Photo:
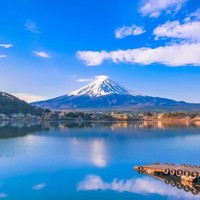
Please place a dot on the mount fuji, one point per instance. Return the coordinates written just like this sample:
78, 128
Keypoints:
105, 94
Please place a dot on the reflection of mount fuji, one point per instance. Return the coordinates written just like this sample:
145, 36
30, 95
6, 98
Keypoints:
105, 94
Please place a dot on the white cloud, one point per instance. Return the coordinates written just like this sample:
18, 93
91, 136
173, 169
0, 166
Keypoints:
2, 56
31, 26
143, 186
7, 46
172, 55
3, 195
125, 31
41, 54
153, 8
92, 58
39, 186
28, 97
85, 80
189, 30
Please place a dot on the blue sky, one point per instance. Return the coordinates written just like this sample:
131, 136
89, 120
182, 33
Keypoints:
50, 48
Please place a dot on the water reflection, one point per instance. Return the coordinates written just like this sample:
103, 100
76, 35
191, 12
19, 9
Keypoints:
177, 183
18, 130
143, 186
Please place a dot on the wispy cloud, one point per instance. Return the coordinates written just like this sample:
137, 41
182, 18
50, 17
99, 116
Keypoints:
41, 54
171, 55
125, 31
153, 8
7, 46
31, 26
85, 80
143, 186
2, 56
39, 186
3, 195
189, 30
28, 97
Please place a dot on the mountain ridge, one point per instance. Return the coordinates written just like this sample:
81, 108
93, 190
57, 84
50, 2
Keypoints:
104, 94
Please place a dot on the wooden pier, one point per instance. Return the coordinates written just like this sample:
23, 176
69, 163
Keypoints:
174, 181
184, 172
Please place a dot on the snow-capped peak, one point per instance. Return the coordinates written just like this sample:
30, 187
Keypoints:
103, 85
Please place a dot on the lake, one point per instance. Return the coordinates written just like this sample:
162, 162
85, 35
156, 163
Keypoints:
92, 160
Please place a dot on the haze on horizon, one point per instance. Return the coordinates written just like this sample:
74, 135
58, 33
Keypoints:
48, 49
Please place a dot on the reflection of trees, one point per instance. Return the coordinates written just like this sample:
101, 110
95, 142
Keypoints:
122, 125
18, 130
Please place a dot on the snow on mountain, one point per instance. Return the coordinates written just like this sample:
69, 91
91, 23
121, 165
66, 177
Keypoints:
103, 85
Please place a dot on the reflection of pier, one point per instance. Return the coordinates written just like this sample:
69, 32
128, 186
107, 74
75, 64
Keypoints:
184, 177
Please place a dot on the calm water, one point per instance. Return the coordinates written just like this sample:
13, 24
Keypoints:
92, 160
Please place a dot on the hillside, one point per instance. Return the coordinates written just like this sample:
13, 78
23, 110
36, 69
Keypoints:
10, 104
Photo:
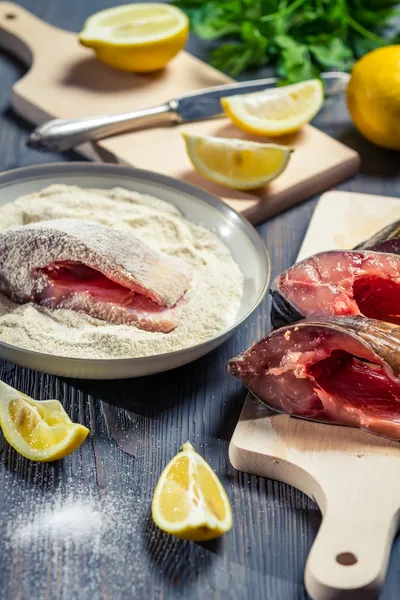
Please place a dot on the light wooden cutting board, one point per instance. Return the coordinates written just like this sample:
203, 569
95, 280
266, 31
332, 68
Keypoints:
65, 80
353, 476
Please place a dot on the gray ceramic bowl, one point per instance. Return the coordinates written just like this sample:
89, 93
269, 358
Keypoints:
197, 206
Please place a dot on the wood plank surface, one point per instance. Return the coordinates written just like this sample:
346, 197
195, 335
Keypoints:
138, 425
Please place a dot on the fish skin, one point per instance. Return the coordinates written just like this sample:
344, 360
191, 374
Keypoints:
145, 284
366, 339
327, 272
385, 240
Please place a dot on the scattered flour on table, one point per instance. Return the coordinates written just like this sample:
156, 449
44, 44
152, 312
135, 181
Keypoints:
75, 538
212, 301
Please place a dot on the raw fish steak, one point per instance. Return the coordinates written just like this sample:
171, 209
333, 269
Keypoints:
342, 370
89, 267
338, 283
386, 240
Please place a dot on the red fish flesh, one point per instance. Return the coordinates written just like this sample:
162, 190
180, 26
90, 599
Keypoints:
342, 370
339, 283
89, 267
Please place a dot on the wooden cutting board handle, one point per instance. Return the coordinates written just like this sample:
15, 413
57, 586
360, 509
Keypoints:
25, 35
349, 557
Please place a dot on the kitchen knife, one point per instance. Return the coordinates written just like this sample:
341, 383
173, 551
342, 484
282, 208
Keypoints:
63, 134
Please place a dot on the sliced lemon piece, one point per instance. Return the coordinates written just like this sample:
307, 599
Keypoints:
39, 430
189, 501
238, 164
136, 37
276, 111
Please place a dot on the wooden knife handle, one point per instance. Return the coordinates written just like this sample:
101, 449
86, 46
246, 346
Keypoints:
349, 558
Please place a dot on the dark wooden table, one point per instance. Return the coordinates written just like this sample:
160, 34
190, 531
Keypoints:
138, 425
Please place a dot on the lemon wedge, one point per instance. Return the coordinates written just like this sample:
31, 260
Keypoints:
238, 164
141, 37
276, 111
39, 430
189, 501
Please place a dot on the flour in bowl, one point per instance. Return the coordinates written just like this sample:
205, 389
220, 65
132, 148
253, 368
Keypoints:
212, 301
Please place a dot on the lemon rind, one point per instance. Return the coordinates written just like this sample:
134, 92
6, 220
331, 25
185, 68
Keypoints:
233, 109
92, 33
190, 527
219, 178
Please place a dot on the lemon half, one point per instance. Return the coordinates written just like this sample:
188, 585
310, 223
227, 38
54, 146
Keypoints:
39, 430
276, 111
189, 501
235, 163
136, 37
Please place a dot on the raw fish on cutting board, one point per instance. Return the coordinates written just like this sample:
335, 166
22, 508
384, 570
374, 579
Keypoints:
69, 82
353, 476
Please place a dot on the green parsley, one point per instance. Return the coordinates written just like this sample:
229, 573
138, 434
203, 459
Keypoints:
300, 37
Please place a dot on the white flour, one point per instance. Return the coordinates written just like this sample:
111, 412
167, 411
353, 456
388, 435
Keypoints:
213, 299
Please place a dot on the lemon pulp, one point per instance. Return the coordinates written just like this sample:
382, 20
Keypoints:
276, 111
136, 37
39, 430
235, 163
189, 501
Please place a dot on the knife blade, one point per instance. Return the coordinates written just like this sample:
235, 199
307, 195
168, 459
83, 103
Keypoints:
63, 134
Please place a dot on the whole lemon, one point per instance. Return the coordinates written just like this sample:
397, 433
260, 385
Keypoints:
373, 96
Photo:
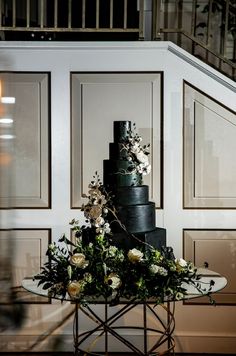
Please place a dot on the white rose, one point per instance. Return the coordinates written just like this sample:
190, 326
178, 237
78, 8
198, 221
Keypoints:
99, 221
112, 251
113, 280
135, 148
141, 157
135, 255
78, 260
74, 288
158, 269
181, 262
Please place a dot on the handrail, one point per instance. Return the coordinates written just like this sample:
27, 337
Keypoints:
181, 26
216, 57
8, 21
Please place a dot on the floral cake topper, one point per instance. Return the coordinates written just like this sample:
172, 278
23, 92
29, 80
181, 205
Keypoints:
137, 154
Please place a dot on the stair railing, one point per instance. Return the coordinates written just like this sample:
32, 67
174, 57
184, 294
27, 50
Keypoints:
207, 29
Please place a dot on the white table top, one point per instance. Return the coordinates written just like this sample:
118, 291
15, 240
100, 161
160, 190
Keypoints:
206, 276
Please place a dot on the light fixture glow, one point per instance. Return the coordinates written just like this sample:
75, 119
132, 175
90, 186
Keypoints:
8, 100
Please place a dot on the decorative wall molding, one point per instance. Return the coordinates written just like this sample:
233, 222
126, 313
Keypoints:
98, 99
209, 150
29, 166
29, 248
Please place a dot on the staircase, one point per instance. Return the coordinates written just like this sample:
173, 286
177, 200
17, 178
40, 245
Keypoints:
204, 28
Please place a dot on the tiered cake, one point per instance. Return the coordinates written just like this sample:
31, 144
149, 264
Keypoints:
123, 177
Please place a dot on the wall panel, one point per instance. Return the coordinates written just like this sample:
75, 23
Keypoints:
209, 149
30, 150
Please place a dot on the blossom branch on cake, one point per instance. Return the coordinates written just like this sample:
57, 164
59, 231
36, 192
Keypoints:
136, 153
92, 266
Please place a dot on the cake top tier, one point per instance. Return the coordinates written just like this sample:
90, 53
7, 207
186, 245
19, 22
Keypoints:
121, 130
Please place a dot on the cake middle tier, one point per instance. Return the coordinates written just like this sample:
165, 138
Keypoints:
120, 173
137, 218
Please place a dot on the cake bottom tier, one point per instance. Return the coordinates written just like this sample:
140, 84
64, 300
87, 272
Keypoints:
137, 218
155, 238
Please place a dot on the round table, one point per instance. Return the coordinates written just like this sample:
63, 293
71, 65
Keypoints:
104, 326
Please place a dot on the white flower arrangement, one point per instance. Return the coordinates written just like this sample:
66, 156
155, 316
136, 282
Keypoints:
137, 154
94, 266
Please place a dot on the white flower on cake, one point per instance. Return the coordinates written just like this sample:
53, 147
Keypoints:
137, 154
113, 280
78, 260
74, 289
135, 255
181, 262
158, 270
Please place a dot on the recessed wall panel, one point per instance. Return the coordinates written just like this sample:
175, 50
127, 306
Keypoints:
209, 146
98, 99
26, 179
24, 255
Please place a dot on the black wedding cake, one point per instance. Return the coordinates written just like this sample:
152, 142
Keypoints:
122, 175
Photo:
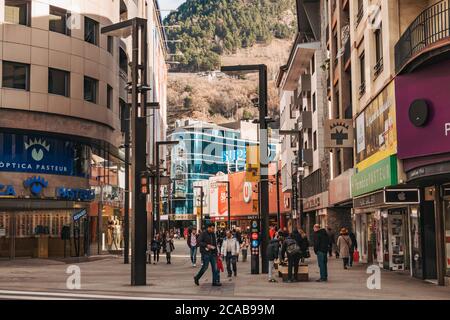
------------------------------------
■ **WHAT YOU HAVE TO DO**: Find every line above that contains the word "fuji" and copy each one.

■ **RESULT**:
Please place a dot on the mount fuji, one point per instance. Return the coordinates written just like this sample:
Please place a dot on the reflection of mount fuji, one point per instance. Return the coordinates written just like this sample:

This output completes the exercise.